3 Dual generative adversarial network

The standard GAN involves two networks in its structure: G-generative and D-discriminative; which are simultaneously trained. Let X and Z be the true variable and latent variables. The generative model uses data distribution; \(p_{G} \left( {x, z} \right) = p_{G} \left( z \right)p_{G} \left( {x\left| z \right.} \right)\) to generate samples. If \(\left\{ {G_{i} , i \in S} \right\}\), where \(G_{i}\) is a function, the generator defines a distribution \(D_{{G_{i} }}\) from Gaussian distribution and generate h, then apply the \(G_{i}\) on the generated h and achieve \(x = G_{i} \left( h \right)\). Similarly, for the discriminator model \(\left\{{D_{j}, j \in \acute{S}} \right\}\), where \(D_{j}\) is a function from binary space [0, 1]. Training the discriminator enforces the output to get high value 1 when x is from distribution \(D_{\text{true }}\) and a low value 0 when x is from the distribution \(D_{{G_{i} }}\). The GAN framework with a G and a D can be jointly trained as [3]:

$$\mathop {\hbox{min} }\limits_{g} \mathop {\hbox{max} }\limits_{d} V\left( {d,g} \right) = {\mathbb{E}}_{{x\sim\,D_{true} }} \left[ { - \log d\left( x \right)} \right] + {\mathbb{E}}_{{z\sim\,p_{z} }} \left[ { - \log \left( {1 - d\left( {g\left( z \right)} \right)} \right)} \right]$$
(1)

● **PROBLEM TO SOLVE**: Reproduce the section on dual generative adversarial networks word for word, including every formula and symbol.

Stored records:
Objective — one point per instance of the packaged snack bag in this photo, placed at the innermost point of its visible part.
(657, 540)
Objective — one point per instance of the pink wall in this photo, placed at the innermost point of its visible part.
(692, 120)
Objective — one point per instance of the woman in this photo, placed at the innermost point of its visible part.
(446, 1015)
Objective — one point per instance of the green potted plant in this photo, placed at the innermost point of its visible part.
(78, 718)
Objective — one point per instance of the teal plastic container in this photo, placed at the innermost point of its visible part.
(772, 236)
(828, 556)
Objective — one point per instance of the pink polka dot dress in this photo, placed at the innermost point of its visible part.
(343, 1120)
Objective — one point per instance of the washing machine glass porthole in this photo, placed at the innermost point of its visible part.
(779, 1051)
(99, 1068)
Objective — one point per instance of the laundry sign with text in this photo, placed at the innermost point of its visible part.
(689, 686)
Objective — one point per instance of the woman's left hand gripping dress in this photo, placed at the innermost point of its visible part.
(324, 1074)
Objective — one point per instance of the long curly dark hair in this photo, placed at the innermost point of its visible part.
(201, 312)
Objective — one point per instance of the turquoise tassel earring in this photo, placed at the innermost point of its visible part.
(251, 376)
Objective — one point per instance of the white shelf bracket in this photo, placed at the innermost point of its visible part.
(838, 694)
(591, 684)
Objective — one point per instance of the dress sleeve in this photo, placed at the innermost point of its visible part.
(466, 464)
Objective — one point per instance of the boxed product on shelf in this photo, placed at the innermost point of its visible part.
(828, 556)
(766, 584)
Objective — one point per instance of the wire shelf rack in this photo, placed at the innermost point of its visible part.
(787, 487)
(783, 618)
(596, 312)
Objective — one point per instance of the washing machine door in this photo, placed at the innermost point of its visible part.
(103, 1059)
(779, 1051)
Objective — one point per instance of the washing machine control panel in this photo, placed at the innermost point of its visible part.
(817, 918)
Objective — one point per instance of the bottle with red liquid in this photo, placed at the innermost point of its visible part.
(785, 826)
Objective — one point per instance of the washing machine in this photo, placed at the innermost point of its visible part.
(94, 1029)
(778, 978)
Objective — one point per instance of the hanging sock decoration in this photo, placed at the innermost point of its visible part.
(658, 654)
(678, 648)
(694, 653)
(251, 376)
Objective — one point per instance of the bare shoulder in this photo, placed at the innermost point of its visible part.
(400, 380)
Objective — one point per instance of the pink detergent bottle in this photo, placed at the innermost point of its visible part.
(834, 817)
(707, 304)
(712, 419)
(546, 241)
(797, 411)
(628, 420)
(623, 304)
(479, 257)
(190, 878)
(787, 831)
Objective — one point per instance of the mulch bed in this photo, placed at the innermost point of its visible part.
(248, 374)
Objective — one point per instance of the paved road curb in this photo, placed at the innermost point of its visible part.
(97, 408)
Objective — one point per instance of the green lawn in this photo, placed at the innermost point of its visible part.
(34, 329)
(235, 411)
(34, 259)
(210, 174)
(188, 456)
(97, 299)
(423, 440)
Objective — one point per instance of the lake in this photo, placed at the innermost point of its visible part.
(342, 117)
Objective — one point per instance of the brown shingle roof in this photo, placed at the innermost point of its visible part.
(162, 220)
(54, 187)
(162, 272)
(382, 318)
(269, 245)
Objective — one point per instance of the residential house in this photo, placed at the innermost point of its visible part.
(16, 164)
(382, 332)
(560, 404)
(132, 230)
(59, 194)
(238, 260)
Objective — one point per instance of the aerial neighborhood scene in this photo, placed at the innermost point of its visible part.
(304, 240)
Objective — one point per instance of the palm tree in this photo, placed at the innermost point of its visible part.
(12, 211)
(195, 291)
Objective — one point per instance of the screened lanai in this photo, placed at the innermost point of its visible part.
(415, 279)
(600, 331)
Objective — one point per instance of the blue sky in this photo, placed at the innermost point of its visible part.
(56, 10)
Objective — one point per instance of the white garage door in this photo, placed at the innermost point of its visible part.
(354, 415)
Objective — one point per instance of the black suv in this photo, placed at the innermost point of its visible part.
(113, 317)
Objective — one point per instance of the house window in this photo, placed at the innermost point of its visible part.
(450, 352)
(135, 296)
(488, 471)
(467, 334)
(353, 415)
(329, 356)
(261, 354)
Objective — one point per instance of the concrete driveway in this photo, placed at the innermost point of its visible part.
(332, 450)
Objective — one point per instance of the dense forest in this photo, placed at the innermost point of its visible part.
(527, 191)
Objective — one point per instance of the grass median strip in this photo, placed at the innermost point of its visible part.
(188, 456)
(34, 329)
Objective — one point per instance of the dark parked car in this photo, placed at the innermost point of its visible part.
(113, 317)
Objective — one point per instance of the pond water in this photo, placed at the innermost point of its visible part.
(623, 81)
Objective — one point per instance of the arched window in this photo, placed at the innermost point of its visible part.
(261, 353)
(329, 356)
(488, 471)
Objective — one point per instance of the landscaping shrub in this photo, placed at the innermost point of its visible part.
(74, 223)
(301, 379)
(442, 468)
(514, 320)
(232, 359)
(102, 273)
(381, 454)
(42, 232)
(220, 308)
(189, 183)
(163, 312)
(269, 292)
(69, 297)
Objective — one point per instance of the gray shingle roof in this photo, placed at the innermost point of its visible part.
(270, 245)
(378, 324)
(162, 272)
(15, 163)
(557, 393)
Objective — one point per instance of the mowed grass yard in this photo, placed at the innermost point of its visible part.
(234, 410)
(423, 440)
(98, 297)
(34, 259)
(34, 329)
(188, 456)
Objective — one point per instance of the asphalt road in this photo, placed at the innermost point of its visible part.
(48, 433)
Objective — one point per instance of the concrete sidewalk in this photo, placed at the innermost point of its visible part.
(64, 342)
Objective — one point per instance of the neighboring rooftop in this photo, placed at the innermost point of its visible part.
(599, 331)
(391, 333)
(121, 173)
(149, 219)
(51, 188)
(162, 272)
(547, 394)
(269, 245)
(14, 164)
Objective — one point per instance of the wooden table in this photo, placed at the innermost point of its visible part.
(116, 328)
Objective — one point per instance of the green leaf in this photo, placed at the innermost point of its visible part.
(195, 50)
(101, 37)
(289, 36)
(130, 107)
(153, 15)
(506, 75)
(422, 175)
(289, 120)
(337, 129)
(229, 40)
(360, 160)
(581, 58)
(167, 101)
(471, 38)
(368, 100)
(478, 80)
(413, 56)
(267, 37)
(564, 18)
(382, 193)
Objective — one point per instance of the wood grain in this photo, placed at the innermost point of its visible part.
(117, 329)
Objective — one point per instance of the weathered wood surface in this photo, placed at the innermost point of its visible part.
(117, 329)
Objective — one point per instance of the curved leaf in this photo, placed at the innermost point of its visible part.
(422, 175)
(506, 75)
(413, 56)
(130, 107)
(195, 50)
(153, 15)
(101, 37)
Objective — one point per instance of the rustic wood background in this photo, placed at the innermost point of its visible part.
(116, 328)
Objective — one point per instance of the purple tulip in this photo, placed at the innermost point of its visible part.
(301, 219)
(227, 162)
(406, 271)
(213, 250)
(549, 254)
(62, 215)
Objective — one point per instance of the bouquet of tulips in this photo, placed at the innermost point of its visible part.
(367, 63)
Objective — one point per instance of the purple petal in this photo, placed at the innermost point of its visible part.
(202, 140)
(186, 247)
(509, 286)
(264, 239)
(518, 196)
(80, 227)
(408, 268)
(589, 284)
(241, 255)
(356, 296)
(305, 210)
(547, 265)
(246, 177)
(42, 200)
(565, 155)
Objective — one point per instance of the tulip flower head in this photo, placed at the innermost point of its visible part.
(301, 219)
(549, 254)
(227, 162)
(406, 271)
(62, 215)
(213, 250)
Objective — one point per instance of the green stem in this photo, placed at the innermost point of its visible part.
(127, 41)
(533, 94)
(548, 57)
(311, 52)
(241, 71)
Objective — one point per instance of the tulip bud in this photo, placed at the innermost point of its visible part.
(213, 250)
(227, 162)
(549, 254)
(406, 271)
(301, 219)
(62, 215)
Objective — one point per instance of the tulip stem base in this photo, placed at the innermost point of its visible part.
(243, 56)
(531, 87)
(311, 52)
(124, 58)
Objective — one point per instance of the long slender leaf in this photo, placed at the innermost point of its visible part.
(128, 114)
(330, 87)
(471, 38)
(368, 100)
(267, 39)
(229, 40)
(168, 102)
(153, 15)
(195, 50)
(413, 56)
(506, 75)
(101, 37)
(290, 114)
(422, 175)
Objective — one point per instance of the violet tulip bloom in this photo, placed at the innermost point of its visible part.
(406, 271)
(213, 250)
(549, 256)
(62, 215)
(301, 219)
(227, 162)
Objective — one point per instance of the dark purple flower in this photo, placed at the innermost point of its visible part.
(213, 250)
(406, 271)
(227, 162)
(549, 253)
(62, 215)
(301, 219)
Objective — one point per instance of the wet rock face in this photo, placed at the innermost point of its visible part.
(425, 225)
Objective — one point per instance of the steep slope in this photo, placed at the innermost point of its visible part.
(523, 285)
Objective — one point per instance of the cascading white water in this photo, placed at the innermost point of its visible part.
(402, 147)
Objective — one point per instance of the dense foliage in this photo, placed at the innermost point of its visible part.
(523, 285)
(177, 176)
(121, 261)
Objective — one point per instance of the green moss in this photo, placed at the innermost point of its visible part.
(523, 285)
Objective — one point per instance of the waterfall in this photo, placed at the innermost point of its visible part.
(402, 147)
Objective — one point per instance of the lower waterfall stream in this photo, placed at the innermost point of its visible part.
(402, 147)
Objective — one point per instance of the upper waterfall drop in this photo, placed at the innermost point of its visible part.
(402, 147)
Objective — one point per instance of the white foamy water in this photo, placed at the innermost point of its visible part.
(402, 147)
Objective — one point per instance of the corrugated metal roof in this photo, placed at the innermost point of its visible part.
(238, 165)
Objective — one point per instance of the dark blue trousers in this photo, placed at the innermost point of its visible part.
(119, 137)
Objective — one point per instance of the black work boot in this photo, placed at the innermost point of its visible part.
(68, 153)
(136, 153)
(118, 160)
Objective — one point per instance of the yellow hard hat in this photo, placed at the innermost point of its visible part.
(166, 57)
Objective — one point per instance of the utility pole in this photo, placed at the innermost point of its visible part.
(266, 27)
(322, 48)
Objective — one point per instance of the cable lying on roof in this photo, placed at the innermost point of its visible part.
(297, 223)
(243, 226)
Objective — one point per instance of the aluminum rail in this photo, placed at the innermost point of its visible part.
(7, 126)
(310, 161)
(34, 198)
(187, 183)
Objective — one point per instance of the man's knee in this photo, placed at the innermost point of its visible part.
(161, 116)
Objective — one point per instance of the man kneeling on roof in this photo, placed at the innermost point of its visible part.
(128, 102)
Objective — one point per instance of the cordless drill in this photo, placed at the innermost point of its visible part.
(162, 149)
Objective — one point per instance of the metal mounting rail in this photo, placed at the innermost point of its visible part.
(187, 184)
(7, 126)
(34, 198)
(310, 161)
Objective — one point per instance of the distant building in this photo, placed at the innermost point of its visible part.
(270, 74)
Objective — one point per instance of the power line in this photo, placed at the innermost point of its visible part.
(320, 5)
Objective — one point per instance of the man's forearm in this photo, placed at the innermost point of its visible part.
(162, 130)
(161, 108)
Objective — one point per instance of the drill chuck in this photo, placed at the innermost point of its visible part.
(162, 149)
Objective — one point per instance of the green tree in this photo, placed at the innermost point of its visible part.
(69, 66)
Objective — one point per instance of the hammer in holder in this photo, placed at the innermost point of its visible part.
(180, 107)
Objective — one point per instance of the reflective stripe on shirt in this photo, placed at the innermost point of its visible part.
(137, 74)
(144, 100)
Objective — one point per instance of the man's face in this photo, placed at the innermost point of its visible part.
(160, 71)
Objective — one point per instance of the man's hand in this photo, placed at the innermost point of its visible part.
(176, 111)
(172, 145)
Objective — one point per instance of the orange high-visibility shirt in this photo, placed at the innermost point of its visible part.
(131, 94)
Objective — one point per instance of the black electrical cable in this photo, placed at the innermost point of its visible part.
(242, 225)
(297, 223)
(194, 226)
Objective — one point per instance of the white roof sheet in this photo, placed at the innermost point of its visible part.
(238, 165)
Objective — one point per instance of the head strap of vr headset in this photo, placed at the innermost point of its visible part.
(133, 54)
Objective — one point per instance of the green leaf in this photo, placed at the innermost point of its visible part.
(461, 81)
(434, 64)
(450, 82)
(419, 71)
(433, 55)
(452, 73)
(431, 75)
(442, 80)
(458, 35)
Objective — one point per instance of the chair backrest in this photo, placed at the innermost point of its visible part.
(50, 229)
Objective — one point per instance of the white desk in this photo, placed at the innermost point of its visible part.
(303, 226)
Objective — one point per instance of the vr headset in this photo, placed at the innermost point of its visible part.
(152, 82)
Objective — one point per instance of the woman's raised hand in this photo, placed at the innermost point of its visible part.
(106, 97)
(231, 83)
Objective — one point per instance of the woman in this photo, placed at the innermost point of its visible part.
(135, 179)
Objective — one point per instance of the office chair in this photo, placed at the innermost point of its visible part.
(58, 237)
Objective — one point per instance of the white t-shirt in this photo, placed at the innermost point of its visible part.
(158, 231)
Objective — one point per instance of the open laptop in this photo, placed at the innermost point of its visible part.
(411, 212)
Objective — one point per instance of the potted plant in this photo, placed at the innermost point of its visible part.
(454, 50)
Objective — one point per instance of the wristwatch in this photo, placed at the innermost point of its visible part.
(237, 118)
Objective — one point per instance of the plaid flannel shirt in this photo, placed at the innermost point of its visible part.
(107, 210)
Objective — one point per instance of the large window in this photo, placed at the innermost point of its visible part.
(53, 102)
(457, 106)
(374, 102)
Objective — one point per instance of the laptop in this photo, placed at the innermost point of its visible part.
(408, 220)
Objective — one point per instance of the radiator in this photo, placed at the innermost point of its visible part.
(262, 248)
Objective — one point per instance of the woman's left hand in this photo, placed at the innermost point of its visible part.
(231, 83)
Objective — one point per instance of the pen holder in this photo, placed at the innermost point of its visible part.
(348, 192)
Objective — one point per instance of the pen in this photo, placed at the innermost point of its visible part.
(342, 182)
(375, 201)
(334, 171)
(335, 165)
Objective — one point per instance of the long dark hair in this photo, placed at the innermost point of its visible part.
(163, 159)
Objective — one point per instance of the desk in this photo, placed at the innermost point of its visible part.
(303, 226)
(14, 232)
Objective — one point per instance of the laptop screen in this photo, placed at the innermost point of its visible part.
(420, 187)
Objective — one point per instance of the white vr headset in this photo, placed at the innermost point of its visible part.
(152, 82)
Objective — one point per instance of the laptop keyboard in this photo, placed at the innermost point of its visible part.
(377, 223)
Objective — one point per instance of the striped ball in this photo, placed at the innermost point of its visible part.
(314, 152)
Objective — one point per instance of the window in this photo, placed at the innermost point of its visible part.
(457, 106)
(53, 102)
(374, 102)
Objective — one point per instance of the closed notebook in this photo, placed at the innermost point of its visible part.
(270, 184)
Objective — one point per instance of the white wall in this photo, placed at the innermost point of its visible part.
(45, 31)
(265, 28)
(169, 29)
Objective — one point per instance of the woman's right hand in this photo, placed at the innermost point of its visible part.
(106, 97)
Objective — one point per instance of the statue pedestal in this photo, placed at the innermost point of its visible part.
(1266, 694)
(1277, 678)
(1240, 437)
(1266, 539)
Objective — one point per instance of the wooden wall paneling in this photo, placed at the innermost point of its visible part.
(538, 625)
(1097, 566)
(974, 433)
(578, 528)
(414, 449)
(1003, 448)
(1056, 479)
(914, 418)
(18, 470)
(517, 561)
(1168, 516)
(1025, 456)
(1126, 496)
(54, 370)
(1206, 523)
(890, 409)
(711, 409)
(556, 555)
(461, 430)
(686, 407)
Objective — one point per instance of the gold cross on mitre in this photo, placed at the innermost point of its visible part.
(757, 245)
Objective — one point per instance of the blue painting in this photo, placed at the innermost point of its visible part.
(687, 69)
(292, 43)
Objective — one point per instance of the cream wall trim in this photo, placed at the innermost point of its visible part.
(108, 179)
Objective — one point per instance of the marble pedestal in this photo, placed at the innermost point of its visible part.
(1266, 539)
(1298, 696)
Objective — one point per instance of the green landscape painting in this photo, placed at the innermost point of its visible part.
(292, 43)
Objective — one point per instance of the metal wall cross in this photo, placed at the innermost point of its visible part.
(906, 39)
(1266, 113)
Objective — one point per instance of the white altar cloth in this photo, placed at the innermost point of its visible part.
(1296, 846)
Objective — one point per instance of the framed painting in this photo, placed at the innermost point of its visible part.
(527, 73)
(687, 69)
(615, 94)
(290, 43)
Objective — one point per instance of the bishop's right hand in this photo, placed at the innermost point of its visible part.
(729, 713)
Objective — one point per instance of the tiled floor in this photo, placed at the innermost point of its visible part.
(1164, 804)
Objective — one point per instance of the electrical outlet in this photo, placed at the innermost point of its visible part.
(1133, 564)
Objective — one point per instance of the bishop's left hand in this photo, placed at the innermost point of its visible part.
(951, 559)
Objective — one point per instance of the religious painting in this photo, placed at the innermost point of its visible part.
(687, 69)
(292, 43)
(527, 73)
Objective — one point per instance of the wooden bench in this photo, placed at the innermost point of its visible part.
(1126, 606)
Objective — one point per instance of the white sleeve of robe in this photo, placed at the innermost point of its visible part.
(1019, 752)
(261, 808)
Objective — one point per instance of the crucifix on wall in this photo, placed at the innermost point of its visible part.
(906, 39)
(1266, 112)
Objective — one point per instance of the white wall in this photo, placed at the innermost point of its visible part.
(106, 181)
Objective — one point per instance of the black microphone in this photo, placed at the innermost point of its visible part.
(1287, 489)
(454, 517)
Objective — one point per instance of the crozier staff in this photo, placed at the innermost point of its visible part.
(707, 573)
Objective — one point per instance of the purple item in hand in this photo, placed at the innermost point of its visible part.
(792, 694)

● **SOLUTION BELOW**:
3 Dual generative adversarial network

The standard GAN involves two networks in its structure: G-generative and D-discriminative; which are simultaneously trained. Let X and Z be the true variable and latent variables. The generative model uses data distribution; \(p_{G} \left( {x, z} \right) = p_{G} \left( z \right)p_{G} \left( {x\left| z \right.} \right)\) to generate samples. If \(\left\{ {G_{i} , i \in S} \right\}\), where \(G_{i}\) is a function, the generator defines a distribution \(D_{{G_{i} }}\) from Gaussian distribution and generate h, then apply the \(G_{i}\) on the generated h and achieve \(x = G_{i} \left( h \right)\). Similarly, for the discriminator model \(\left\{{D_{j}, j \in \acute{S}} \right\}\), where \(D_{j}\) is a function from binary space [0, 1]. Training the discriminator enforces the output to get high value 1 when x is from distribution \(D_{\text{true }}\) and a low value 0 when x is from the distribution \(D_{{G_{i} }}\). The GAN framework with a G and a D can be jointly trained as [3]:

$$\mathop {\hbox{min} }\limits_{g} \mathop {\hbox{max} }\limits_{d} V\left( {d,g} \right) = {\mathbb{E}}_{{x\sim\,D_{true} }} \left[ { - \log d\left( x \right)} \right] + {\mathbb{E}}_{{z\sim\,p_{z} }} \left[ { - \log \left( {1 - d\left( {g\left( z \right)} \right)} \right)} \right]$$
(1)